DATA below:

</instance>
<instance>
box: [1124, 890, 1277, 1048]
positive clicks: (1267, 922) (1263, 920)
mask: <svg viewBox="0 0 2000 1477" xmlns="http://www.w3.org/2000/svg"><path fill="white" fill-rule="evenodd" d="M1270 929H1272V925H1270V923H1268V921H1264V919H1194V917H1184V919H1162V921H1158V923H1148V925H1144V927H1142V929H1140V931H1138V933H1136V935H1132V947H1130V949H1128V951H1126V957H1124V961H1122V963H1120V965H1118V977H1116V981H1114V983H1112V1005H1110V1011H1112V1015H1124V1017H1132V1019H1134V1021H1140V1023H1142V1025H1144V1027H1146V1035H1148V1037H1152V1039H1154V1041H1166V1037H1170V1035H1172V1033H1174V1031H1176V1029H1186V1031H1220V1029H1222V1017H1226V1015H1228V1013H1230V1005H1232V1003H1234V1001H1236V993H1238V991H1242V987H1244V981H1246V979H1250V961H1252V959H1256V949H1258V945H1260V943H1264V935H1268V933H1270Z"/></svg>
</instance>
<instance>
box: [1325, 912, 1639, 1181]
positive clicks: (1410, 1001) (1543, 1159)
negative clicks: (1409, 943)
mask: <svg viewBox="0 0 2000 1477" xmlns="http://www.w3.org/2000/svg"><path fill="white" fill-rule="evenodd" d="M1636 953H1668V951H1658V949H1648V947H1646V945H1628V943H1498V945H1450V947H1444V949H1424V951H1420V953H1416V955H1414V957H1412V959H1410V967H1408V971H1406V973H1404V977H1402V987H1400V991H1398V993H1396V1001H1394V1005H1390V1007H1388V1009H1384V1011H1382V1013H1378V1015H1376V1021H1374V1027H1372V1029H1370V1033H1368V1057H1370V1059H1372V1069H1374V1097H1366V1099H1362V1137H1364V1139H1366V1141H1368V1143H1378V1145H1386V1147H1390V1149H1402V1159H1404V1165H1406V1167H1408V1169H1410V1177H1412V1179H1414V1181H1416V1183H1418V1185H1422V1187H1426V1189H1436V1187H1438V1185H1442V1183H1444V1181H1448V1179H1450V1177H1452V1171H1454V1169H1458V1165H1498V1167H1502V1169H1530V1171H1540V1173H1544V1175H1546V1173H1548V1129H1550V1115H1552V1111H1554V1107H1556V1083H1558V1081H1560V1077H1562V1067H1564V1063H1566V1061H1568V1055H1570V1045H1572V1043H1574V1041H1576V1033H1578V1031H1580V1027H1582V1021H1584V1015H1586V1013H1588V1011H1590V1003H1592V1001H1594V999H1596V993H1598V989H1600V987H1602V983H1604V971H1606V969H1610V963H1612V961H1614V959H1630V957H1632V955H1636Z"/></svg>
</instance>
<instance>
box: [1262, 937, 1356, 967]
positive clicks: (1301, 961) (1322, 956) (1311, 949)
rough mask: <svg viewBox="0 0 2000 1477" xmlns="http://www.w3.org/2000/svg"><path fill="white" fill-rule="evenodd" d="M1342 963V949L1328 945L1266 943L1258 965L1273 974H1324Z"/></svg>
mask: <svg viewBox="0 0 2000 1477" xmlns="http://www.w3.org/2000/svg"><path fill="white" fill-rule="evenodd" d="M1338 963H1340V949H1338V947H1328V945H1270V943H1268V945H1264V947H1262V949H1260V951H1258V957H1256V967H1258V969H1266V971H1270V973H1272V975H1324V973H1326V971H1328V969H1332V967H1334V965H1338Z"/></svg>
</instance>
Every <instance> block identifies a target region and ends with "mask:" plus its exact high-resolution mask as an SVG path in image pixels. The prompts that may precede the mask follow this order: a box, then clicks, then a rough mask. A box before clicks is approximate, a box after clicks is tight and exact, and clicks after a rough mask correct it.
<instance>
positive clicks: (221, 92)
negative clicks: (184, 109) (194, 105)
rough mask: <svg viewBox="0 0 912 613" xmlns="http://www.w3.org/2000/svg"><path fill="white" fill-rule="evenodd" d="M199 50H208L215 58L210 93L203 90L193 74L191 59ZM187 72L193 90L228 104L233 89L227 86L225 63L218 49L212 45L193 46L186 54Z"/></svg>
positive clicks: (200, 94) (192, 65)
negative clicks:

End of DATA.

EXERCISE >> Print every row above again, unchanged and in the same order.

ANSWER SPACE >>
</instance>
<instance>
box: [1124, 890, 1277, 1048]
positive clicks: (1267, 922) (1263, 920)
mask: <svg viewBox="0 0 2000 1477" xmlns="http://www.w3.org/2000/svg"><path fill="white" fill-rule="evenodd" d="M1270 929H1272V925H1270V923H1268V921H1264V919H1194V917H1184V919H1162V921H1158V923H1148V925H1144V927H1142V929H1140V931H1138V933H1136V935H1132V947H1130V949H1128V951H1126V957H1124V961H1122V963H1120V965H1118V977H1116V981H1114V983H1112V1005H1110V1011H1112V1015H1124V1017H1132V1019H1134V1021H1140V1023H1142V1025H1144V1027H1146V1035H1148V1037H1152V1039H1154V1041H1166V1037H1170V1035H1172V1033H1174V1031H1176V1029H1186V1031H1220V1029H1222V1017H1226V1015H1228V1013H1230V1005H1232V1003H1234V1001H1236V993H1238V991H1242V987H1244V981H1246V979H1250V961H1252V959H1256V949H1258V945H1260V943H1264V935H1268V933H1270Z"/></svg>
</instance>
<instance>
box: [1325, 912, 1639, 1181]
positive clicks: (1410, 1001) (1543, 1159)
negative clicks: (1409, 943)
mask: <svg viewBox="0 0 2000 1477" xmlns="http://www.w3.org/2000/svg"><path fill="white" fill-rule="evenodd" d="M1636 953H1668V951H1658V949H1648V947H1646V945H1628V943H1498V945H1450V947H1444V949H1424V951H1420V953H1416V955H1414V957H1412V959H1410V967H1408V971H1406V973H1404V977H1402V987H1400V991H1398V993H1396V1001H1394V1005H1390V1007H1388V1009H1384V1011H1382V1013H1378V1015H1376V1021H1374V1027H1372V1029H1370V1033H1368V1057H1370V1059H1372V1069H1374V1097H1366V1099H1362V1137H1364V1139H1366V1141H1368V1143H1378V1145H1386V1147H1390V1149H1402V1159H1404V1165H1406V1167H1408V1169H1410V1177H1412V1179H1414V1181H1416V1183H1418V1185H1422V1187H1426V1189H1436V1187H1438V1185H1442V1183H1444V1181H1448V1179H1450V1177H1452V1171H1454V1169H1458V1165H1498V1167H1502V1169H1530V1171H1540V1173H1544V1175H1546V1173H1548V1129H1550V1115H1552V1111H1554V1107H1556V1083H1558V1081H1560V1077H1562V1067H1564V1063H1566V1061H1568V1055H1570V1045H1572V1043H1574V1041H1576V1033H1578V1031H1580V1027H1582V1021H1584V1015H1586V1013H1588V1011H1590V1003H1592V1001H1594V999H1596V993H1598V989H1600V987H1602V983H1604V971H1606V969H1610V963H1612V961H1614V959H1630V957H1632V955H1636Z"/></svg>
</instance>
<instance>
box: [1262, 937, 1356, 967]
positive clicks: (1301, 961) (1322, 956) (1311, 949)
rough mask: <svg viewBox="0 0 2000 1477" xmlns="http://www.w3.org/2000/svg"><path fill="white" fill-rule="evenodd" d="M1342 963V949L1328 945L1266 943L1258 965L1273 974H1324Z"/></svg>
mask: <svg viewBox="0 0 2000 1477" xmlns="http://www.w3.org/2000/svg"><path fill="white" fill-rule="evenodd" d="M1338 963H1340V949H1338V947H1328V945H1270V943H1268V945H1264V947H1262V949H1260V951H1258V957H1256V967H1258V969H1266V971H1270V973H1272V975H1324V973H1326V971H1328V969H1332V967H1334V965H1338Z"/></svg>
</instance>
Every <instance> block identifies a target region and ends with "mask:" plus its exact high-resolution mask as an SVG path in image pixels. The prompts that may precede the mask follow this order: a box, then clicks, then a rough mask. A box before clicks is approximate, a box after clicks is tight and exact, and clicks after a rough mask correct it.
<instance>
positive clicks: (221, 92)
negative clicks: (184, 109) (194, 105)
rough mask: <svg viewBox="0 0 912 613" xmlns="http://www.w3.org/2000/svg"><path fill="white" fill-rule="evenodd" d="M199 50H208L215 58L210 93L203 90L193 74L191 59ZM187 72L193 90L228 104L233 89L227 86L225 63L218 49L212 45L193 46L186 54Z"/></svg>
positive clicks: (200, 94) (192, 65)
negative clicks:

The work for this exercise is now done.